* WHAT IS EXPECTED: Taking the line with "as (670, 776)." as the first and the line with "as (1170, 90)." as the last, set down exactly every line in that range from the entries below, and no more.

--- ENTRIES SHOWN ---

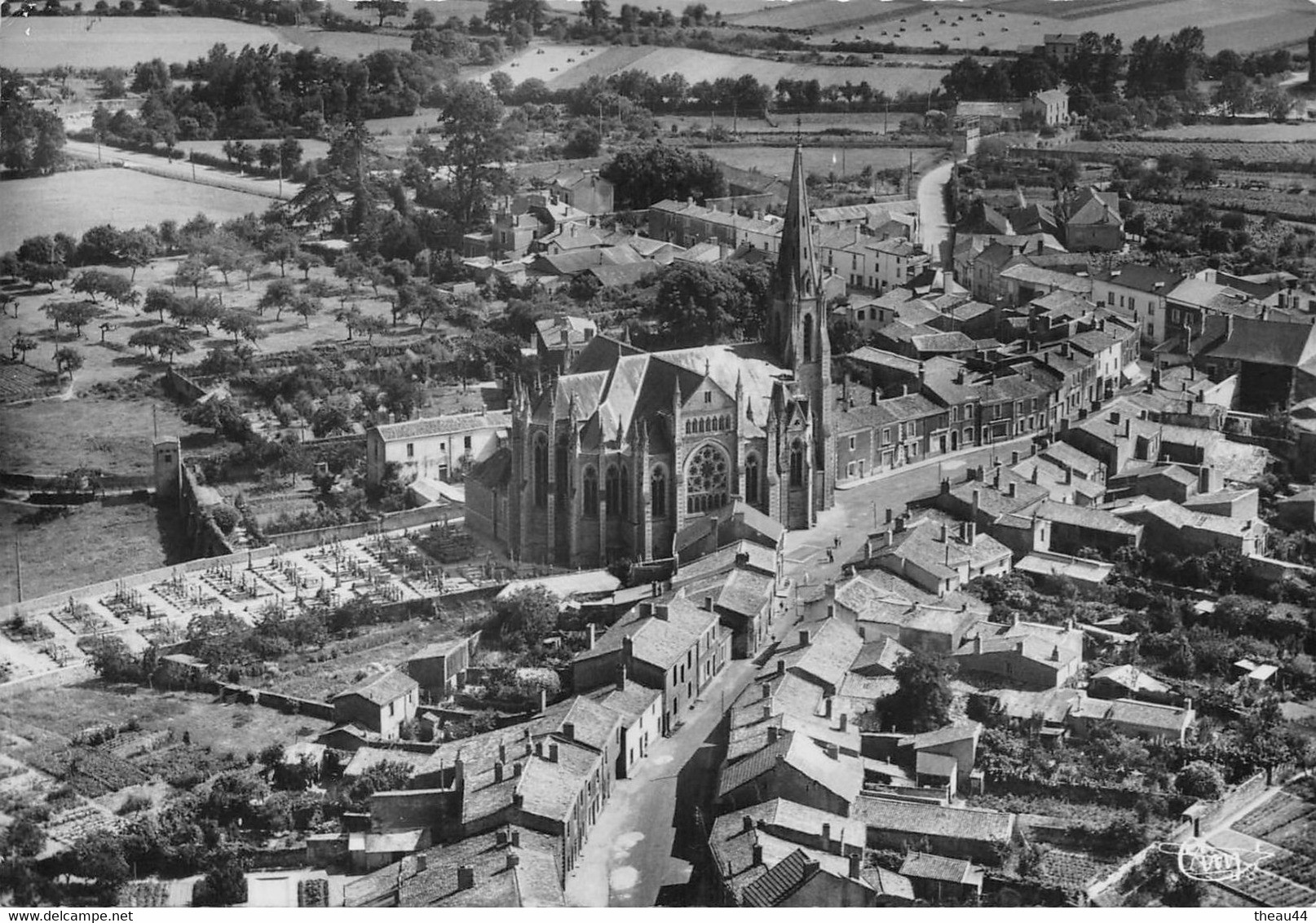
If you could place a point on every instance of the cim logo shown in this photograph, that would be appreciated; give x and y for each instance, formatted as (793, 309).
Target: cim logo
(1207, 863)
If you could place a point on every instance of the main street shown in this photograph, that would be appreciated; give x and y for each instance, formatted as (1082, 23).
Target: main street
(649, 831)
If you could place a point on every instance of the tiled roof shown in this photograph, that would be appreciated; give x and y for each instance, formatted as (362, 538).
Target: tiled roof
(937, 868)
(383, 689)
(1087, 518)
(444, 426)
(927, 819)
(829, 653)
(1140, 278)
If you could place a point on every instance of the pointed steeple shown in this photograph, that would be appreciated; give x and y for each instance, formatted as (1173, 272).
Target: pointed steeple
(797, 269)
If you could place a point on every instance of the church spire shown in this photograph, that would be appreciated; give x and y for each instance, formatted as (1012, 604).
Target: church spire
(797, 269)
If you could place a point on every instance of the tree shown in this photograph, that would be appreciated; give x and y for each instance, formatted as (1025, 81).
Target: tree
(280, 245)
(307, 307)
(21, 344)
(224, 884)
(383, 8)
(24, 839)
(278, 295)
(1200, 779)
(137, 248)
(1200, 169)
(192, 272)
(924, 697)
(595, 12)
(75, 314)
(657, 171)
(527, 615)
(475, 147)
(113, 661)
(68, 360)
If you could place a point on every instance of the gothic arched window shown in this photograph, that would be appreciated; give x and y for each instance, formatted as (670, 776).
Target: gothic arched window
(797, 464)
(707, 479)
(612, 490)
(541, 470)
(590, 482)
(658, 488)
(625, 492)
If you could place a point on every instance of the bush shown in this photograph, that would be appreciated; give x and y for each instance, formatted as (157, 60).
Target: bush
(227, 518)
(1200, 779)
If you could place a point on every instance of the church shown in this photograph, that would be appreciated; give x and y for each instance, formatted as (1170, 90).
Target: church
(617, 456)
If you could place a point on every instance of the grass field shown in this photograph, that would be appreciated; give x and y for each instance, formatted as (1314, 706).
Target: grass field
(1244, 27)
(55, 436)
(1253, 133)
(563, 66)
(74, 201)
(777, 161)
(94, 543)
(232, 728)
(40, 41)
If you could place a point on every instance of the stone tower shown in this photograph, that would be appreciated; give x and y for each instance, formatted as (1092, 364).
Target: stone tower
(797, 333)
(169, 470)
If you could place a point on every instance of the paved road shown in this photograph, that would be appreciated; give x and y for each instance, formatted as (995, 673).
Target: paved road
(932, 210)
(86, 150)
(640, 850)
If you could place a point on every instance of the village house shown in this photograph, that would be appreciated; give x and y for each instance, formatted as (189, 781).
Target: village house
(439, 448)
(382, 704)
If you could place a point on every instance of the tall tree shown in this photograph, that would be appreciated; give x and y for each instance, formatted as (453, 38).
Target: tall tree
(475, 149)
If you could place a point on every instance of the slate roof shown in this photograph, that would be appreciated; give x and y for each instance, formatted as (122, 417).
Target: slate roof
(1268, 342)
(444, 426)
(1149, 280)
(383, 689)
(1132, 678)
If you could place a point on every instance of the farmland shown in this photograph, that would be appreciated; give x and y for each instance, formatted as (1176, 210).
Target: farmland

---

* FINISHED EXERCISE:
If you could place a point on every instance of the gothic arched window shown in this photograph, that would be appreciated; give x and y for each instance, formatted as (670, 776).
Target: gothic arched window
(797, 464)
(707, 479)
(612, 490)
(541, 470)
(590, 482)
(658, 488)
(625, 492)
If you could place a point on every instance of the bush shown in this photograph, that would be appreciated; give x and y for each instance, formatted as (157, 60).
Target: bush
(227, 518)
(1200, 779)
If you could place a point on every instance of the church shown in this photograph, that would be appreciated; give x and y for each instance, formatted as (1170, 90).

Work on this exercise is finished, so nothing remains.